Transcribe the records in full.

Records for processing:
--
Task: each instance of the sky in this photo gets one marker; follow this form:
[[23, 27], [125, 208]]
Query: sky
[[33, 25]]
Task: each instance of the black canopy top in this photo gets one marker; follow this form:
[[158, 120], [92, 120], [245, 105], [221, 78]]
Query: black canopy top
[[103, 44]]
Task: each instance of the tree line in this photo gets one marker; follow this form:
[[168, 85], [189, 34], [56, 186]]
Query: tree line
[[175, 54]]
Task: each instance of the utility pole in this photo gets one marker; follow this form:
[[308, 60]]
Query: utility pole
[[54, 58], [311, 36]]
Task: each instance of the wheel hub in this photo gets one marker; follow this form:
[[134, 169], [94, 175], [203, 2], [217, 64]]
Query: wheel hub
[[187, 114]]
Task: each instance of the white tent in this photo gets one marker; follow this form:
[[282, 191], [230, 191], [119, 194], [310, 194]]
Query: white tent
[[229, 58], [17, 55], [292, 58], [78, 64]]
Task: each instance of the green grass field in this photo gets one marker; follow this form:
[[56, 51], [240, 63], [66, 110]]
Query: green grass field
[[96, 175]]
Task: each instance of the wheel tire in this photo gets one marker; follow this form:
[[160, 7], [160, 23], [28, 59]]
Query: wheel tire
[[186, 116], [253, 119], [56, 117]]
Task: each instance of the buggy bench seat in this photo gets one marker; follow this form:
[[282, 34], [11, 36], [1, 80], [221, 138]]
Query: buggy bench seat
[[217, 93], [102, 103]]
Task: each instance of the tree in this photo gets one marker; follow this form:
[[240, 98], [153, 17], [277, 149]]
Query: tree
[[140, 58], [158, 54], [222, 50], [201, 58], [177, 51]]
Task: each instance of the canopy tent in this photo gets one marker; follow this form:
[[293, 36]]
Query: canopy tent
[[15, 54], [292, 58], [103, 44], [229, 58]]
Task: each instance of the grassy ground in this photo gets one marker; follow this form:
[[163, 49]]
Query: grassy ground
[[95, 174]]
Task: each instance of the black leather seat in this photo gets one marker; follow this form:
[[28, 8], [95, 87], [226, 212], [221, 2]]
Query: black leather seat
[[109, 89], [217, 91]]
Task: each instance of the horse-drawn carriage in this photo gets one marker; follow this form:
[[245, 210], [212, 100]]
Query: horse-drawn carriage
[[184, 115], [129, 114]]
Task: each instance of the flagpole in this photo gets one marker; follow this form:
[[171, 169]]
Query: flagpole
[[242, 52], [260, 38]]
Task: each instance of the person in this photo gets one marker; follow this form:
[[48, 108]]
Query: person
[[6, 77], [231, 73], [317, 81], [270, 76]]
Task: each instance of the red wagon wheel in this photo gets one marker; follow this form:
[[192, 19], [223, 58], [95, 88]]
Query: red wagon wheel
--
Solved exercise:
Task: each instance of the sky in this photo gets one marker; follow this form:
[[23, 27], [125, 208]]
Query: sky
[[33, 25]]
Task: each instance of the black canopy top in this photo gets one marker; follow this form:
[[158, 120], [92, 120], [245, 105], [221, 78]]
Query: black canopy top
[[103, 44]]
Task: each instance of the tree line in this photo gets one marker; follow this form:
[[168, 85], [189, 34], [56, 186]]
Query: tree line
[[175, 54]]
Task: each instance of the utility pole in this photo gets one marker; follow this form:
[[308, 60]]
Query: utility pole
[[54, 58], [311, 36]]
Task: each instance of the wheel hub in this photo gets one marker; follow this form:
[[134, 169], [94, 175], [203, 2], [217, 64]]
Query: wheel hub
[[187, 114]]
Task: each instance of the white tent in this photo gets one marker; follow this form:
[[282, 191], [230, 191], [119, 194], [310, 194]]
Query: white tent
[[229, 58], [17, 55], [292, 58], [78, 64]]
Task: each instance of the green grass field in this photo gets one marker; follow this form:
[[56, 51], [240, 63], [66, 110]]
Query: green grass field
[[96, 175]]
Task: each instance of the wheel tire in this photo gets one marker; follow this form:
[[160, 7], [160, 23], [28, 59]]
Query: wheel tire
[[186, 116], [253, 119], [56, 117]]
Task: each instance of the buggy bench seat in this photo gets one marker; follow this form:
[[282, 34], [11, 36], [1, 80], [221, 138]]
Query: buggy bench seat
[[217, 93], [102, 103]]
Task: each instance of the tree in this photo gets one marker; follow this form:
[[240, 98], [153, 17], [277, 149]]
Query: tree
[[140, 58], [158, 54], [222, 50], [201, 58], [177, 51]]
Task: each instance of the canopy tent in this photo gets one marker; follow this form:
[[293, 36]]
Query: canopy tent
[[15, 54], [292, 58], [103, 44], [229, 58]]
Task: each instance of the grassy ground in this photo gets one marker; follow this form:
[[163, 49]]
Query: grassy ground
[[95, 174]]
Task: each instance of the black leather seat in this photo gets one marker; follow this form:
[[28, 8], [95, 87], [226, 212], [221, 2]]
Query: black leather seat
[[109, 89], [217, 91]]
Task: each instance of the horse-drawn carriage in this photo gets one marker; follow this form:
[[245, 210], [212, 100]]
Query: horse-drawn carriage
[[184, 115], [129, 114]]
Task: each instance of the flagpole in this photo gets one marker; follow this form:
[[171, 169]]
Query: flagpole
[[242, 52], [260, 38]]
Task: each instance of the person in this photo gets one marker; follow this form:
[[48, 108]]
Query: person
[[6, 77], [231, 73], [317, 81], [270, 76]]
Task: each instance of the red wagon wheel in this photo gets one marker; follow this form:
[[192, 19], [223, 58], [95, 88]]
Query: red wagon wheel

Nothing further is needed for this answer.